- **TRECHO PARA LEITURA**:
Amou-os até o fim (Jo 13,1)
D. Pedro Luiz Stringhini
O dia 13 de janeiro de 2010 foi de tristeza para a Igreja e para o mundo. O terremoto no Haiti mata milhares de pessoas, entre elas a grande brasileira, a Dra. Zilda Arns Neumann, fundadora, há 30 anos, da Pastoral da Criança, que vem salvando vidas de crianças pobres, no Brasil e em outros 16 países. Eu estava na cidade de Orlândia, diocese de Franca, um telefonema do Dr. Nelson Arns Neumann me transmite a notícia da morte de sua mãe, notícia que logo seria transmitida, pela Ir. Devani, a Dom Paulo Evaristo Arns.

- **LISTAGEM DE DADOS**:
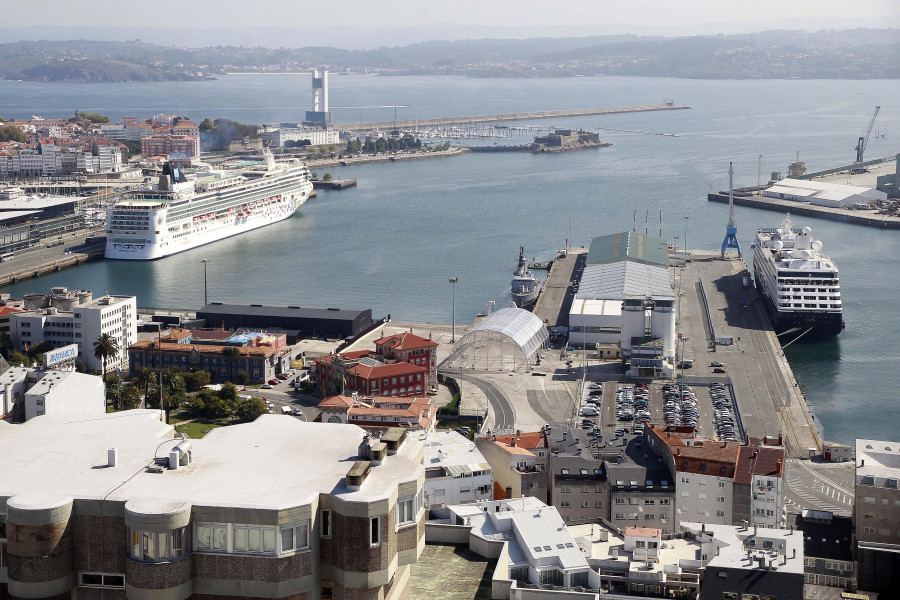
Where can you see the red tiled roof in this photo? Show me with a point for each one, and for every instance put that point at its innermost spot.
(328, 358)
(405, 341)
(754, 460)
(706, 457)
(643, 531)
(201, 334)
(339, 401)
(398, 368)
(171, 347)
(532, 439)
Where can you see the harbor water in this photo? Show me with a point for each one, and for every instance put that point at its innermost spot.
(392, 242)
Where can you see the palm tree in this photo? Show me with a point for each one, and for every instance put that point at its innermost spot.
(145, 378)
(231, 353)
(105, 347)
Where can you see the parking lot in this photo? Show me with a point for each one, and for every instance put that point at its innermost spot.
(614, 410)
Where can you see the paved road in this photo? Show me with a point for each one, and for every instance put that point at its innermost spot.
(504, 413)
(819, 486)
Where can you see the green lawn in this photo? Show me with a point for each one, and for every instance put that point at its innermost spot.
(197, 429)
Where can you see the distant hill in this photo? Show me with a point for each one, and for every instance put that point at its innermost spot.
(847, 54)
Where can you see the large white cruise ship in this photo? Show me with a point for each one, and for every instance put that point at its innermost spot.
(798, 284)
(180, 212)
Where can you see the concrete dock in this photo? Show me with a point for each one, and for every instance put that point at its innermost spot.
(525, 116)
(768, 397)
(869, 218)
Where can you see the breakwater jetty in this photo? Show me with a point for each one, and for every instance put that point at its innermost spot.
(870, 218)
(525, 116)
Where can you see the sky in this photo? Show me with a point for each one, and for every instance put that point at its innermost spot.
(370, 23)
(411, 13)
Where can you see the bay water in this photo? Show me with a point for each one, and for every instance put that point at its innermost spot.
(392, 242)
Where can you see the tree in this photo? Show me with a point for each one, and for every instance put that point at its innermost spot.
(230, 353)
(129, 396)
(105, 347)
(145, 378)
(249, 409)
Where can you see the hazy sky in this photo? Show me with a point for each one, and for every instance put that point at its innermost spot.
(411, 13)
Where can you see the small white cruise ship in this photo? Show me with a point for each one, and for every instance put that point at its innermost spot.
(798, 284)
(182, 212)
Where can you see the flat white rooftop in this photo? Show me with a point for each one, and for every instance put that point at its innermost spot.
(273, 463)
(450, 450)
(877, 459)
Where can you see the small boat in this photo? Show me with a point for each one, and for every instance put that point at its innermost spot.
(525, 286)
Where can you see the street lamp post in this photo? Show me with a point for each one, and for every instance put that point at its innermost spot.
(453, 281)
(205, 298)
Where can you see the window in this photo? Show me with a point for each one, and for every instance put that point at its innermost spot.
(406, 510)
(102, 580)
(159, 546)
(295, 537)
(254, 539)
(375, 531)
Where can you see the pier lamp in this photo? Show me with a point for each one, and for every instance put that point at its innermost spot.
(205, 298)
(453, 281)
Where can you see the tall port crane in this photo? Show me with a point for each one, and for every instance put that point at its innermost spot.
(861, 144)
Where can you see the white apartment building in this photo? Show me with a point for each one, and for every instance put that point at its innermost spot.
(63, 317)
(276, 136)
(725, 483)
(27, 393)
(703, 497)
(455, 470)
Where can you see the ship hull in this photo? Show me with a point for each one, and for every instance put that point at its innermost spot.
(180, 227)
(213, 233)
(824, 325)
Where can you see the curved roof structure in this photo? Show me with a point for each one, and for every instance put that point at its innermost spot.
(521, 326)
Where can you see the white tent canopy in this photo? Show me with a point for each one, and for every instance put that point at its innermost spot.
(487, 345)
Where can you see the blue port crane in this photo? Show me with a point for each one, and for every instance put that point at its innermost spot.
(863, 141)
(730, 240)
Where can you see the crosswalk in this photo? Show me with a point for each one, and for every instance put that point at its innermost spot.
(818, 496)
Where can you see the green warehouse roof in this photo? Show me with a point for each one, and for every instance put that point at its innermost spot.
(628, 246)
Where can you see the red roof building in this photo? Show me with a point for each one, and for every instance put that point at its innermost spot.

- **TAREFA PROPOSTA 1**:
Transcreva o texto sobre a morte da Dra. Zilda Arns, começando em "D. Pedro Luiz" e terminando em "Paulo Evaristo Arns.", e substitua "terremoto" por "abalo sísmico".
- **TAREFA PROPOSTA 2**:
Prossiga a redação do texto sobre a morte da Dra. Zilda Arns a partir do ponto em que ele se encerra.

- **RESPOSTA 1**:
D. Pedro Luiz Stringhini
O dia 13 de janeiro de 2010 foi de tristeza para a Igreja e para o mundo. O abalo sísmico no Haiti mata milhares de pessoas, entre elas a grande brasileira, a Dra. Zilda Arns Neumann, fundadora, há 30 anos, da Pastoral da Criança, que vem salvando vidas de crianças pobres, no Brasil e em outros 16 países. Eu estava na cidade de Orlândia, diocese de Franca, um telefonema do Dr. Nelson Arns Neumann me transmite a notícia da morte de sua mãe, notícia que logo seria transmitida, pela Ir. Devani, a Dom Paulo Evaristo Arns.

- **RESPOSTA 2**:
À noite, fui celebrar a missa, pela primeira vez numa comunidade da diocese, a comunidade Nossa Senhora Mãe da Divina Providência, na periferia de Franca. Bairro pobre, Igreja pequena, metade do povo do lado de fora. Ao chegar, vejo mulheres com a camiseta da Pastoral da Criança. Desabei. O que seria a alegria desse primeiro momento se transformou também em emoção. Celebramos agradecendo a vida da Dra. Zilda, por sua família, pelo povo sofrido do Haiti, pela pastoral da criança e sua coordenadora nacional, a Irmã Vera Lúcia Altoé. Meus sentimentos são também os da Comissão episcopal de pastoral para o serviço da Caridade, Justiça e Paz, da CNBB, da qual Dra. Zilda faz parte.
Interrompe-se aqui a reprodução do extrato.